EXCERPT =>
100 Same Tree - Easy

Problem:

Given the roots of two binary trees p and q, write a function to check if they are the same or not.

Two binary trees are considered the same if they are structurally identical, and the nodes have the same value.

Example 1:

Input: p = [1,2,3], q = [1,2,3] Output: true

Example 2:

Input: p = [1,2], q = [1,null,2] Output: false

Example 3:

Input: p = [1,2,1], q = [1,1,2] Output: false

Constraints:

• The number of nodes in both trees is in the range [0, 100].
• -104 <= Node.val <= 104

Problem Analysis:

1. High-Level Strategy:

   • The function isSameTree takes two binary trees p and q as input parameters.
   • It checks if both trees are identical in structure and node values recursively.
   • It first checks if both p and q are None, indicating the end of a branch, and returns True.
   • If one of them is None while the other is not, it means the trees are not identical, so it returns False.
   • If neither of the trees is None, it checks if the values of the current nodes of p and q are equal.
   • If the values are equal, it recursively checks the left and right subtrees of both trees.
   • The recursion continues until it reaches the leaf nodes or finds a mismatch in node values, at which point it returns False.
   • If the recursion reaches the end without finding any mismatches, it returns True, indicating that both trees are identical.

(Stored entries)
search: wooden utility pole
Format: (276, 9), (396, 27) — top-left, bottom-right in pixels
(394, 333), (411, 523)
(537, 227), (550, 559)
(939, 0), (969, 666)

PROBLEM TO WORK ON => For each statement, say yes or no to whether it agrees with the Same Tree problem, and quote the words of the text that decide it. 1. Two binary trees count as the same only if they are structurally identical and their nodes have the same value. 2. For p = [1,2,1] and q = [1,1,2], the expected output is true. 3. When one of p and q is None and the other is not, the function returns True. The entries have nothing to do with what is asked here.

EXPECTED ANSWER =>
1. Yes: "Two binary trees are considered the same if they are structurally identical, and the nodes have the same value."
2. No: "Input: p = [1,2,1], q = [1,1,2] Output: false"
3. No: "If one of them is None while the other is not, it means the trees are not identical, so it returns False."